▸ Text extract:
(begin)

1

We are experiencing some difficulty unpacking COMP-3 fields containing both numeric and date data from a file provided to us by one of our vendors.

The file specification provides the following information:

0066-0070 DATE-OPENED S9(9) COMP-3

The specification indicates that the date will expand to MMDDYYYY format.

When I retrieve this block of data from the file, I can load it into memory and see that I retrieve 5 bytes of data. (In the file, there is one byte per character.) The bytes retrieved are as follows:

0: 10
1:  0
2: 18
3:  0
4:  2

There's no sign overpuched into the least significant digit (where it always appears), so that's not an issue here. The bits expand into the following nibbles:

0 1 0 0 1 2 0 0 0 2

There's a couple of problems here:

  1. It's highly unlikely that 01001200 represents a valid date in MMDDYYYY format, and yet this seems to be how the data was packed into the field.

(end)

▸ Tasks and exercises:
- A) Translate into Spanish the following sentence from the COMP-3 post: "The specification indicates that the date will expand to MMDDYYYY format."
- B) In order, list every byte value that the COMP-3 post reports as retrieved from the file.
- C) Echo the COMP-3 post, everything from "There's a couple" down to "into the field.".

▸ Information supplied:
(begin)

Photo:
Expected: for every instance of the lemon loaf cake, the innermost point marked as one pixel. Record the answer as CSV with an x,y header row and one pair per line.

(end)

▸ List of solutions:
- A) La especificación indica que la fecha se expandirá al formato MMDDYYYY.

- B) 10, 0, 18, 0, 2

- C)
There's a couple of problems here:

  1. It's highly unlikely that 01001200 represents a valid date in MMDDYYYY format, and yet this seems to be how the data was packed into the field.